Task - Can you duplicate the part of the Ugoff campaign text from "Ugoff is a fictional" up to and including "Porter + Bogusky.", word for word?

Text block -
Ugoff
- Ugoff
- Agency: Crispin, Porter + Bogusky
- Client: Burger King
- Product: Salads;
- Release date: 2005
- Starring: Daniel Raymont;

= Ugoff =

2004 Burger King advertising campaign

Ugoff is a fictional character, played by actor Daniel Raymont, in a 2004 ad campaign for Burger King directed by Roman Coppola with music composed by Devo singer Mark Mothersbaugh. It was to promote the new "Fire-Grilled Salads" and the paper "Salad Pouch", which was used to keep the chicken and shrimp warm for the salad entrées. It was created by the Miami advertising agency Crispin Porter + Bogusky.

==History==
The Ugoff television commercial premiered May 13, 2004, during the series finale of the long-lived NBC sitcom, Frasier. The campaign ads called "House of Ugoff" featured the actor playing a fictional model and designer named Ugoff. He is supposed to be one of ambiguous European nationality (yet his pronunciation is German) who models his alleged invention, the "Salad Pouch". This very cocky, demanding and flamboyant character spouts various catchphrases throughout the ad such as "Please. I am Ugoff", and "Ugoff is hungry!".

The TV ad also plugged Ugoff.com (which now redirects to BK's website)- an Adobe Flash-based site that used viral marketing, similar to the "Subservient Chicken", to spread the word of the promotional item. It featured multimedia including various pictures and quotes by Ugoff as well as the Ugoff television commercial.

This campaign continued through the summer of '04 and has since been retired.

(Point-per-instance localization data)
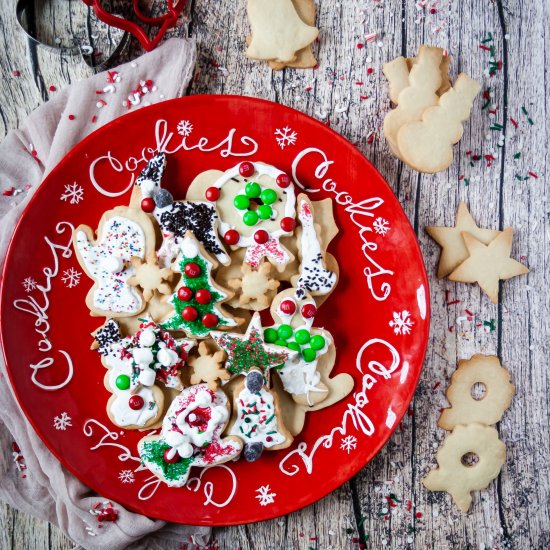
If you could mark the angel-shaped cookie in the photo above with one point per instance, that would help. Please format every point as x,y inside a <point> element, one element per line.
<point>197,300</point>
<point>135,365</point>
<point>190,436</point>
<point>123,233</point>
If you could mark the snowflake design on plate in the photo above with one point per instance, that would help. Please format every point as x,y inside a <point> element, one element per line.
<point>184,128</point>
<point>71,277</point>
<point>62,422</point>
<point>74,193</point>
<point>402,322</point>
<point>285,136</point>
<point>126,476</point>
<point>381,226</point>
<point>29,284</point>
<point>265,495</point>
<point>349,443</point>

Solution -
Ugoff is a fictional character, played by actor Daniel Raymont, in a 2004 ad campaign for Burger King directed by Roman Coppola with music composed by Devo singer Mark Mothersbaugh. It was to promote the new "Fire-Grilled Salads" and the paper "Salad Pouch", which was used to keep the chicken and shrimp warm for the salad entrées. It was created by the Miami advertising agency Crispin Porter + Bogusky.